_Problem to solve:_ Below is a set of records. Please retype every one exactly.

*** Opening Given records ***

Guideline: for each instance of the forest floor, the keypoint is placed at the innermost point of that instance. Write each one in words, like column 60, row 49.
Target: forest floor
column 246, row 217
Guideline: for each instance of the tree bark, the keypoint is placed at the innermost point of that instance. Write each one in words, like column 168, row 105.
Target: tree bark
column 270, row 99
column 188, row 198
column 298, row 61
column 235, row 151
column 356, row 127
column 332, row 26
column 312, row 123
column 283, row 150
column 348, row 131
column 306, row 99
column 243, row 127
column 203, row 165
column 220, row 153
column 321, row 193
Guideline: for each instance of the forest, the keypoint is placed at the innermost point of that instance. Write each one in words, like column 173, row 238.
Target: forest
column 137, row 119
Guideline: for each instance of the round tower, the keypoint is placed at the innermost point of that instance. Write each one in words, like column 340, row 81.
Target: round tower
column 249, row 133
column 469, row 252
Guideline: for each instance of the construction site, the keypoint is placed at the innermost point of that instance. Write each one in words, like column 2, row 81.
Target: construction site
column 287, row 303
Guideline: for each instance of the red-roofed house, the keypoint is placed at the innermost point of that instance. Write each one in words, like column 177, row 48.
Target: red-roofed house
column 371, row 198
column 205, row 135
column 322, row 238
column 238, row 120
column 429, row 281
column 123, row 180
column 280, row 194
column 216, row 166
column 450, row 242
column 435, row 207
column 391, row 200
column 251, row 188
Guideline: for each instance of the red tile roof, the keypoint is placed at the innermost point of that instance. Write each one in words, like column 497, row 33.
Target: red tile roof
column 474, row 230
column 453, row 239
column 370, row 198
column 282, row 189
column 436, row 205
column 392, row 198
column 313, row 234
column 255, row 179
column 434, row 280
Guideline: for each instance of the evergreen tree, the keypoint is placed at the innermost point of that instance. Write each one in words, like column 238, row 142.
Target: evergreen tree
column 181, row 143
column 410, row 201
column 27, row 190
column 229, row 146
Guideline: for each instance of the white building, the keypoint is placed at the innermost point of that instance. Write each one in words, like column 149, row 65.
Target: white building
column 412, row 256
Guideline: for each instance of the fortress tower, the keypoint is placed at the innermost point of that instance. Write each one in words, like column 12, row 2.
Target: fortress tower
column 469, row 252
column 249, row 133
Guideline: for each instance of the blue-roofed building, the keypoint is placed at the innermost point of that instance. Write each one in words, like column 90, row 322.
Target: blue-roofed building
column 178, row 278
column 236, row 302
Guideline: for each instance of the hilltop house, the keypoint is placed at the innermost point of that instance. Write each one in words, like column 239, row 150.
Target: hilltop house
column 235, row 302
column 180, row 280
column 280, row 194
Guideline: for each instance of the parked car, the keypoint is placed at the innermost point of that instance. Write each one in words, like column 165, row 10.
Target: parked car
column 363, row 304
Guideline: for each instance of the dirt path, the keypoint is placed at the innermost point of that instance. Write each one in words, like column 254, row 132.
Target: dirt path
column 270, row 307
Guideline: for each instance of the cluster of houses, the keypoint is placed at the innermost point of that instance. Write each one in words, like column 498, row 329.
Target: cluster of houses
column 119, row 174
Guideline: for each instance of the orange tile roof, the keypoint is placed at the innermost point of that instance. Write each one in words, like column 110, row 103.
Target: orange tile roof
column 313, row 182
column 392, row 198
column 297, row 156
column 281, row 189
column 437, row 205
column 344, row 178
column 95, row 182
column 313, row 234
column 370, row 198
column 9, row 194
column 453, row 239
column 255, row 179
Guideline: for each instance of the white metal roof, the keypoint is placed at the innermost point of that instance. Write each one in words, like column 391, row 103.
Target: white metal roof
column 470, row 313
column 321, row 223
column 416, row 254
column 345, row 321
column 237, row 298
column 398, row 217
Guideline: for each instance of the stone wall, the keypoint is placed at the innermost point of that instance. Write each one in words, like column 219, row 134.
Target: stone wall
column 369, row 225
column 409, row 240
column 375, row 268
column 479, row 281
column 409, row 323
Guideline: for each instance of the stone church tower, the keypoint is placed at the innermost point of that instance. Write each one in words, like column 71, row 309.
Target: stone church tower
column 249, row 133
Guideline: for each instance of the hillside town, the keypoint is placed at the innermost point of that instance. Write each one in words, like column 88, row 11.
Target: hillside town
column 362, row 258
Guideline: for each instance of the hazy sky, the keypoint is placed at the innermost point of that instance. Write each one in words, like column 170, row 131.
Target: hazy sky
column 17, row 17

*** Closing Given records ***

_Result for this task:_
Guideline: for each instance of the forest floor, the keypoint is placed at the innermost point of that instance. Write each one in words, like column 60, row 49.
Target: forest floor
column 246, row 217
Guideline: for each instance of the tree bark, the keypoint is placed at the innermost point of that instance. Write each one in words, like column 168, row 105.
Target: tree bark
column 270, row 99
column 188, row 198
column 298, row 61
column 235, row 151
column 356, row 127
column 332, row 26
column 312, row 123
column 283, row 150
column 348, row 131
column 306, row 99
column 243, row 127
column 203, row 165
column 220, row 153
column 321, row 193
Guideline: for each instance of the forest, the keypoint is placed at the innermost point of that instance. Write each one in words, like column 173, row 238.
Target: forest
column 137, row 119
Guideline: for each instance of the round tower, the keypoint is placed at the innermost point of that instance. Write each one in words, like column 340, row 81.
Target: round tower
column 249, row 133
column 469, row 252
Guideline: for each instance of the construction site, the keypoint is placed at the innermost point of that instance. Write each one in words, like column 2, row 81.
Target: construction site
column 287, row 303
Guideline: for each instance of the red-roofed house, the keypoint is placed at the innermost point of that instance. Write each one in words, like column 177, row 48.
Target: red-roofed house
column 371, row 198
column 205, row 135
column 322, row 238
column 238, row 120
column 429, row 281
column 123, row 180
column 280, row 194
column 216, row 166
column 450, row 242
column 435, row 207
column 391, row 200
column 251, row 188
Guideline: for each instance of the red tile roof, the keypoint is placed at the innermost point of that instance. Write each one in words, like column 497, row 33.
Target: red tile roof
column 474, row 230
column 453, row 239
column 370, row 198
column 282, row 189
column 436, row 205
column 392, row 198
column 313, row 234
column 255, row 179
column 434, row 280
Guideline: for each instance of the evergreen tree, the keypoint is placed at the innermost point of that instance. Write each one in words, like column 238, row 142.
Target: evergreen tree
column 181, row 143
column 410, row 201
column 27, row 190
column 229, row 146
Guideline: for each instance of the white building, the keypoint is placed at the innermost point of that instance. Write each one in words, like column 149, row 65.
Target: white building
column 412, row 256
Guideline: for each instance of the fortress tower, the keypoint is placed at the innermost point of that instance. Write each one in words, like column 12, row 2.
Target: fortress tower
column 469, row 252
column 249, row 133
Guideline: for each instance of the blue-roofed building, the keypoint is placed at the innermost point of that instance. Write each one in words, like column 90, row 322.
Target: blue-roofed building
column 178, row 278
column 236, row 302
Guideline: for each instance of the hilltop house, the keypoint is placed at the innermost point of that instance. Write each one in words, like column 239, row 150.
Target: hilltop house
column 235, row 302
column 180, row 280
column 280, row 194
Guideline: for each instance of the parked car, the keypoint is placed at the innermost point of that instance. Write each one in words, like column 165, row 10.
Target: parked car
column 363, row 304
Guideline: for each instance of the dirt path, the keypoint is placed at the innermost point of that instance. Write each one in words, like column 254, row 132.
Target: dirt path
column 270, row 307
Guideline: for each instance of the cluster of houses, the keypoint is placed at the innermost point of that instance. Write each one in words, like column 498, row 329.
Target: cluster of houses
column 119, row 174
Guideline: for each instance of the orange tile roof, the keypoint is placed at the innermost point of that instance. Write each one in words, like column 110, row 103.
Target: orange tile roof
column 313, row 182
column 392, row 198
column 297, row 156
column 281, row 189
column 437, row 205
column 344, row 178
column 95, row 182
column 313, row 234
column 370, row 198
column 9, row 194
column 453, row 239
column 255, row 179
Guideline: for each instance of the white metal roof, the keypoint is placed at the innermost point of that instance. Write each one in words, like column 391, row 103.
Target: white metal roof
column 470, row 313
column 321, row 223
column 416, row 254
column 345, row 321
column 237, row 298
column 398, row 217
Guideline: for each instance of the stone wall, the keypoint is placed at the innermost point of that instance. Write each one in words, like column 219, row 134.
Target: stone wall
column 369, row 225
column 409, row 240
column 375, row 268
column 479, row 281
column 409, row 323
Guideline: for each instance of the stone church tower, the keypoint is placed at the innermost point of that instance. Write each one in words, like column 71, row 309.
Target: stone church tower
column 249, row 133
Guideline: for each instance of the hillside town, the keypoint is placed at the innermost point of that instance. Write each one in words, like column 88, row 11.
Target: hillside town
column 362, row 258
Guideline: for each instance of the hazy sky, the keypoint is placed at the innermost point of that instance. Write each one in words, like column 170, row 131.
Target: hazy sky
column 17, row 17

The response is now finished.